GIVEN TEXT ->
---+---

Tom, I will turn it back over to you to wrap up.
Thank you, Wayne. The April consensus estimate for 2018 U.S. housing starts is 1.29 million, up from 1.2 million in 2017. While many builders are facing continued challenges on labor availability, building block constraints and cost-driven margin pressures, the demand for new housing remains very encouraging as providing support for our key product markets. We continue to believe that demographics in the U.S. will support an eventual return to normalized housing starts of 1.4 million to 1.5 million.
I remain encouraged by the current market environment. Importantly, we also have a number of variance within our control in Wood Products and BMD to continue to drive revenue and earnings growth. Our pricing efforts on EWP are gaining traction, and we believe the increases will be supported by the growth in home construction activity. Wood Products is getting a higher proportion of its internally produced veneer into engineered wood products as demand improves, which captures more system margin and allows us to be more flexible in responding to changes in the plywood market.
We are seeing measurable results from our operational and reliability improvements in products, which are just as important as our activities on the pricing front. We recognize that generating competitive shareholder returns requires that our mills operate safely, produce a quality output and do so at a cost that provides an appropriate return on capital.

---+---

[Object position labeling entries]

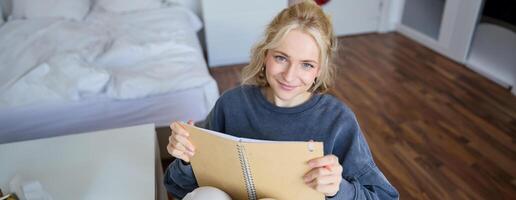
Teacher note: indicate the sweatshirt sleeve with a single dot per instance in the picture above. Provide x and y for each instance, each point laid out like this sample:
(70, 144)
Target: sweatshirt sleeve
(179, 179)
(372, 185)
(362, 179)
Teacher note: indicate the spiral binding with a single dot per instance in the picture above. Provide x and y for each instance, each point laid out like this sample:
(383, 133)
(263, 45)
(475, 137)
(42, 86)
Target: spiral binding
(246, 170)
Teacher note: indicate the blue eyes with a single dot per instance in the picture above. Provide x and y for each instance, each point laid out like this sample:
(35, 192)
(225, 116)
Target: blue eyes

---+---

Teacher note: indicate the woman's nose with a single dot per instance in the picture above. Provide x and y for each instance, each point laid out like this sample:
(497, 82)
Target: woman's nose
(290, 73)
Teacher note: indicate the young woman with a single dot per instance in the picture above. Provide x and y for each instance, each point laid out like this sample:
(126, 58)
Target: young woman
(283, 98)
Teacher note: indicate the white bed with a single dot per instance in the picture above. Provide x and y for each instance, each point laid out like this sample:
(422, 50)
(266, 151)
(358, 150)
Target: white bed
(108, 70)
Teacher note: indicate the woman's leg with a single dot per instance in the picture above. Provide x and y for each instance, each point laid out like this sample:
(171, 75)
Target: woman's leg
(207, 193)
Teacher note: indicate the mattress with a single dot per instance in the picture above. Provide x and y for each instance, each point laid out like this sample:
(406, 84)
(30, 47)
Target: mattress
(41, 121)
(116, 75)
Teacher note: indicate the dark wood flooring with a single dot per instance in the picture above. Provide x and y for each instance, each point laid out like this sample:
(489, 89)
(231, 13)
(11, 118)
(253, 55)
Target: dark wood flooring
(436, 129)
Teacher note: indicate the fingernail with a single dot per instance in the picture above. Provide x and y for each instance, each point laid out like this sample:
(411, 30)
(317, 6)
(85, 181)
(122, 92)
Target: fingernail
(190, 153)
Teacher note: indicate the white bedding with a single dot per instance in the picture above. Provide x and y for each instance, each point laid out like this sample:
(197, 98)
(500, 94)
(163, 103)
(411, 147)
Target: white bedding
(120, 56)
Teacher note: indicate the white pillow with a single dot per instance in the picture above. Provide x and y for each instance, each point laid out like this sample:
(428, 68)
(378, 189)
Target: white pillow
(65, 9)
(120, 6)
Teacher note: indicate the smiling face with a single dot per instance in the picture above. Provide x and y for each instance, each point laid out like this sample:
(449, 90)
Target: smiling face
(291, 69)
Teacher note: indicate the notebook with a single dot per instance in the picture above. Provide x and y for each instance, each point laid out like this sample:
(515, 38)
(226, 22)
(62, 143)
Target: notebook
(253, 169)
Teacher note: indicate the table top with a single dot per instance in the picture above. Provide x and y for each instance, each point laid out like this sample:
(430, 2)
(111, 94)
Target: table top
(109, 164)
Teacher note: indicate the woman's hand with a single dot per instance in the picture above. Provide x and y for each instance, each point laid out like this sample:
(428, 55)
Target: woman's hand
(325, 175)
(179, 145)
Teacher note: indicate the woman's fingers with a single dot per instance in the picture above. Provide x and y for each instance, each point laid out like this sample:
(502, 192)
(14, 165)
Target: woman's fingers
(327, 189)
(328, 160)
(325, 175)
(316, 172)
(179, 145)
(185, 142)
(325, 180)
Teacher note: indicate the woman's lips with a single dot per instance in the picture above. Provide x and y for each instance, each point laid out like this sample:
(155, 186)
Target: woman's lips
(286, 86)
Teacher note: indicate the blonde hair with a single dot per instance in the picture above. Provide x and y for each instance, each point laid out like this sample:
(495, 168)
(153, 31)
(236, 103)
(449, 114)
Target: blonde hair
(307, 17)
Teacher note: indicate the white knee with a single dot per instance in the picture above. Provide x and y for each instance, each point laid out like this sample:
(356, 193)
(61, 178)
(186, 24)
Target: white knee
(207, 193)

---+---

SET OF TASKS ->
**a.** From the earnings call remarks, extract everything from "We are seeing" down to "return on capital.", word for word.
**b.** According to the earnings call remarks, what is the April consensus estimate for 2018 U.S. housing starts?
**c.** Continue the earnings call remarks from the point where they stop.
The material plays no part in this work.

WRITTEN ANSWERS ->
**a.**
We are seeing measurable results from our operational and reliability improvements in products, which are just as important as our activities on the pricing front. We recognize that generating competitive shareholder returns requires that our mills operate safely, produce a quality output and do so at a cost that provides an appropriate return on capital.

**b.** 1.29 million.

**c.**
In the distribution arena, BMD has done a terrific job of executing and responding to market opportunities at both the local and national level. Effectively managing the impacts of commodity price changes will remain at the forefront for our distribution group this year. On the growth side, [Indiscernible] team are active and seeking acquisitions in specific geographic markets looking at product line extensions and pursuing other avenues to push up sales and earnings.
BMD completed its acquisition of Lumberman’s Wholesale Distributors in Nashville, Tennessee, last week and also announced this planned acquisition of Norman Distribution and Medford, Oregon, earlier this week. I’m pleased to see our efforts to add geographic infill locations to BMD, which we have been discussing for the last year, start to gain traction with these acquisitions.
Commodity Wood Products markets pricing at the beginning of the second quarter was very robust compared to historic levels. Both structural panels and lumber are hovering near peak pricing levels. It is difficult to predict where panel and lumber prices will head this year with demand likely to improve, industry capacity additions coming online and trade issues garnering a lot of attention. Clearly, the direction and rate of change in pricing has a big impact on earnings in both of our businesses.
Our first quarter results have set us up for another good financial performance in 2018, but a lot will depend on commodity pricing for the balance of the year. To close, I want to thank our employees for doing an outstanding job of leveraging the strong market in the first quarter with excellent execution and doing it safely, as we enjoyed our best safety performance in the history of a company last quarter.
I appreciate each of you joining us on our call this morning. We would welcome any questions at this time. Bruce, would you please open the phone lines?
[Operator Instructions] And our first question comes from the line of George Staphos from Bank of America. Your line is now open.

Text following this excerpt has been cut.